- [Exercise instructions] Your task is to transcribe the entries below exactly, beginning with the line containing "Where can you see the campaign" and ending with the final line, and to add nothing else.

- [Records shown]
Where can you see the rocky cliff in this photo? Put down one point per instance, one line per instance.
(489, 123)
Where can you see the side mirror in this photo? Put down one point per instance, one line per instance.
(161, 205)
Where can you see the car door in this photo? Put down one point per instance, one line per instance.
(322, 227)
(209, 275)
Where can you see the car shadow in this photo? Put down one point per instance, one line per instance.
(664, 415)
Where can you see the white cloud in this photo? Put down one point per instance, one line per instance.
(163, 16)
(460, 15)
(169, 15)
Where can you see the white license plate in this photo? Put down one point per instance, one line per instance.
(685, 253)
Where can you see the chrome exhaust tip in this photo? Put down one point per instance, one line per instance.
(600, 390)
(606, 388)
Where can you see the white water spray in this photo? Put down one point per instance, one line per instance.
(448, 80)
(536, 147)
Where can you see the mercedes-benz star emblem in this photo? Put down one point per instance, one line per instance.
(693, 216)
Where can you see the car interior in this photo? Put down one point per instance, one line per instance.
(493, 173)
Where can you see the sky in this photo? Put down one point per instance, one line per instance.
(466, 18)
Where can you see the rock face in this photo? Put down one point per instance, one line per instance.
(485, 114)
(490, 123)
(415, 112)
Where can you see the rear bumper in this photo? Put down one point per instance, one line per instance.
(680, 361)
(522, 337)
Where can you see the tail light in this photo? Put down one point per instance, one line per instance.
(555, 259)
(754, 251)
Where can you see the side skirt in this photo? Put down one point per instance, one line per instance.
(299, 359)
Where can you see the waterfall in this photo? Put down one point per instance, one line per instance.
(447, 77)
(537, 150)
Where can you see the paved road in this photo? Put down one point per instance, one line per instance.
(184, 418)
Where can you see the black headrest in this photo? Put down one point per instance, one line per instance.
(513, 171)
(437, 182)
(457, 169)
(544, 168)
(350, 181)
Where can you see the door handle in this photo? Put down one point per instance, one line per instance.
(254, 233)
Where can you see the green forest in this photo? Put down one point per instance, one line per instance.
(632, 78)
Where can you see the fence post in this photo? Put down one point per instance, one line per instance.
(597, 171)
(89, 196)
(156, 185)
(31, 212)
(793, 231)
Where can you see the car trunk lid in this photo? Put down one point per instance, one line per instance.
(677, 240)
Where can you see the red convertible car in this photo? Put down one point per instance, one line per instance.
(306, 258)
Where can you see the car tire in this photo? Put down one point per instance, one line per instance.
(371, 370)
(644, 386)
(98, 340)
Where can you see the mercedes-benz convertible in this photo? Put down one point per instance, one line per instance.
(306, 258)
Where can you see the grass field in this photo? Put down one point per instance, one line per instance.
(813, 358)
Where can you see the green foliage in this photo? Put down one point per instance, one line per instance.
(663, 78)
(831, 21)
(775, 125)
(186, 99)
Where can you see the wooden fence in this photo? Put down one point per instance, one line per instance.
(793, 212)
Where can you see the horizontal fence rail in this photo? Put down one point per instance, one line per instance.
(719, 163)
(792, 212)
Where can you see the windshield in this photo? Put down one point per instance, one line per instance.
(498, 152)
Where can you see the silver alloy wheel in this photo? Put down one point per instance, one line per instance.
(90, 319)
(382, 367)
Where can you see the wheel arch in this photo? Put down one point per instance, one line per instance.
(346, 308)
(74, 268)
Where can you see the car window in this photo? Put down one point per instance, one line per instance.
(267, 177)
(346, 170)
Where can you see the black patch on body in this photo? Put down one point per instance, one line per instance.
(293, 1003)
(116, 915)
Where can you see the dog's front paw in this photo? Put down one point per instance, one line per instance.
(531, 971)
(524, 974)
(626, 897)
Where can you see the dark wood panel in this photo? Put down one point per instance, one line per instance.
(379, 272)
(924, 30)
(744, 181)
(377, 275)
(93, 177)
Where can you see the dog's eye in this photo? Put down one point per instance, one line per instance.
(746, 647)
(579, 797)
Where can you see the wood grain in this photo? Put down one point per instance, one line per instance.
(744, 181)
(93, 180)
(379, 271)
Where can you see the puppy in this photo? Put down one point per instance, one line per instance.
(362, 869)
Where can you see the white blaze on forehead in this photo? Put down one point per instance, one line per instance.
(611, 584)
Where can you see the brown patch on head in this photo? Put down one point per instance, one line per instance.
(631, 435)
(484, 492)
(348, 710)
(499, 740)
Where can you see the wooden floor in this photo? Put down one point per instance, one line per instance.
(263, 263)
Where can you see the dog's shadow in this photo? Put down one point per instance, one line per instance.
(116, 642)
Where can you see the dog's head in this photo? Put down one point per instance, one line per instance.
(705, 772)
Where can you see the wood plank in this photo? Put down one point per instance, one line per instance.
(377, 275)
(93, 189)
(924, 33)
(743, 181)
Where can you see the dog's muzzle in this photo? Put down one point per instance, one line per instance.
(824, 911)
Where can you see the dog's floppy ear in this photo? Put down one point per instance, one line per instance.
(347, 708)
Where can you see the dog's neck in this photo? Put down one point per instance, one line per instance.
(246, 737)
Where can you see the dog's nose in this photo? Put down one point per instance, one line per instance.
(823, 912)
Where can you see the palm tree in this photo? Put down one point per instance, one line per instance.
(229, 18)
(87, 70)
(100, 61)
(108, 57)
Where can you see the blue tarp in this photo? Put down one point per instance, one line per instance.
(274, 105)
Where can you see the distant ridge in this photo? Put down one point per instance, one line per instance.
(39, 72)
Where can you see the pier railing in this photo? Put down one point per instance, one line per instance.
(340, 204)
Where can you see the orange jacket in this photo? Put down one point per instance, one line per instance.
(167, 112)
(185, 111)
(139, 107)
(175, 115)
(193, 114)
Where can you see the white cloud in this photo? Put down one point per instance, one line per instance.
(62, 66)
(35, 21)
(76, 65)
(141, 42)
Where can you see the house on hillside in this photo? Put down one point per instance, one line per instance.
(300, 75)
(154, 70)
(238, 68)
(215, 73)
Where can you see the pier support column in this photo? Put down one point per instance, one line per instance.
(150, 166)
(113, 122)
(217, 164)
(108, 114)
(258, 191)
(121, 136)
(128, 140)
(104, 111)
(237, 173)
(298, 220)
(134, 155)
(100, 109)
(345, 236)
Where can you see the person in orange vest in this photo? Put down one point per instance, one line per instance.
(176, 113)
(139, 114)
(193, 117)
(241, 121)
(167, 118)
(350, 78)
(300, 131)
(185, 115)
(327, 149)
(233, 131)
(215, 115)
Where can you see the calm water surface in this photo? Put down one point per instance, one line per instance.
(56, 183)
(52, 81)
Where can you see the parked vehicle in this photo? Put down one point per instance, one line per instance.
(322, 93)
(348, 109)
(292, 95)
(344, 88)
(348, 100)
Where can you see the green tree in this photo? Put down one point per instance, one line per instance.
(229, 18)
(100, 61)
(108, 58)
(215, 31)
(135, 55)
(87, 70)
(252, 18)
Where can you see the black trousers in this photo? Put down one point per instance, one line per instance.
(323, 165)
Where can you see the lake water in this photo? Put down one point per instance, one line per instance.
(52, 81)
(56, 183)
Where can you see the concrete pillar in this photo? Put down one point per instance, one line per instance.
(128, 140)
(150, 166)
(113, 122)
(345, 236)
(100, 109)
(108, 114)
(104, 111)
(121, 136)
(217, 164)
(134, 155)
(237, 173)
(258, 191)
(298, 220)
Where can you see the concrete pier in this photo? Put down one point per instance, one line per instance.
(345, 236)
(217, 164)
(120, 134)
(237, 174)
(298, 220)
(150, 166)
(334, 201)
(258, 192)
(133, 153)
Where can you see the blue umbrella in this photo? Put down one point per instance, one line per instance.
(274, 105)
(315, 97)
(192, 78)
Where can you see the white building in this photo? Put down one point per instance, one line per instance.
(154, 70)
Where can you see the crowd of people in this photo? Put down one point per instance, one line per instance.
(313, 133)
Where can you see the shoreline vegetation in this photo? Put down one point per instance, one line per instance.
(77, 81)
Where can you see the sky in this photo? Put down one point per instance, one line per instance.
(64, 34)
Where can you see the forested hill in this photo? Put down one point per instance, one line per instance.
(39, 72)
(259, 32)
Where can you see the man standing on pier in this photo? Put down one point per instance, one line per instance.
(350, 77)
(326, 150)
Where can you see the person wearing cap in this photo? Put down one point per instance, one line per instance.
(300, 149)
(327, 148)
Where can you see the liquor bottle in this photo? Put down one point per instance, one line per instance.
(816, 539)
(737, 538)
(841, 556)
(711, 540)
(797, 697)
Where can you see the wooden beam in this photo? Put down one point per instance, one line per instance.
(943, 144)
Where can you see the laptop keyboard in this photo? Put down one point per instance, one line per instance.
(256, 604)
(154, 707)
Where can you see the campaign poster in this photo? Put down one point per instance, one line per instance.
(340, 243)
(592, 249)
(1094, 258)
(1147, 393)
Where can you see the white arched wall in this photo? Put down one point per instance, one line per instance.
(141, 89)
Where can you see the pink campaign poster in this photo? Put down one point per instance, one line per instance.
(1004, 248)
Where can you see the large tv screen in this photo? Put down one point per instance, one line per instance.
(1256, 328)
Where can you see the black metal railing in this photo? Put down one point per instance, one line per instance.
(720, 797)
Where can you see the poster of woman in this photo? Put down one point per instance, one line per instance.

- [Answer to the exercise]
Where can you see the campaign poster in this photo? Put down one point per instance, one line per instance.
(340, 243)
(592, 249)
(1094, 258)
(1147, 393)
Where can you see the white arched wall in this photo? Put down one point per instance, one line per instance.
(141, 89)
Where can you see the pink campaign poster in this photo? Put down one point per instance, one line per instance.
(1004, 248)
Where can you see the large tv screen in this photo? Put down one point per instance, one line per instance.
(1256, 328)
Where can you see the black metal railing in this photo? Put down one point per instance, one line per instance.
(720, 797)
Where can you see the poster of woman in this photo? Put down one point per instance, one line per instance.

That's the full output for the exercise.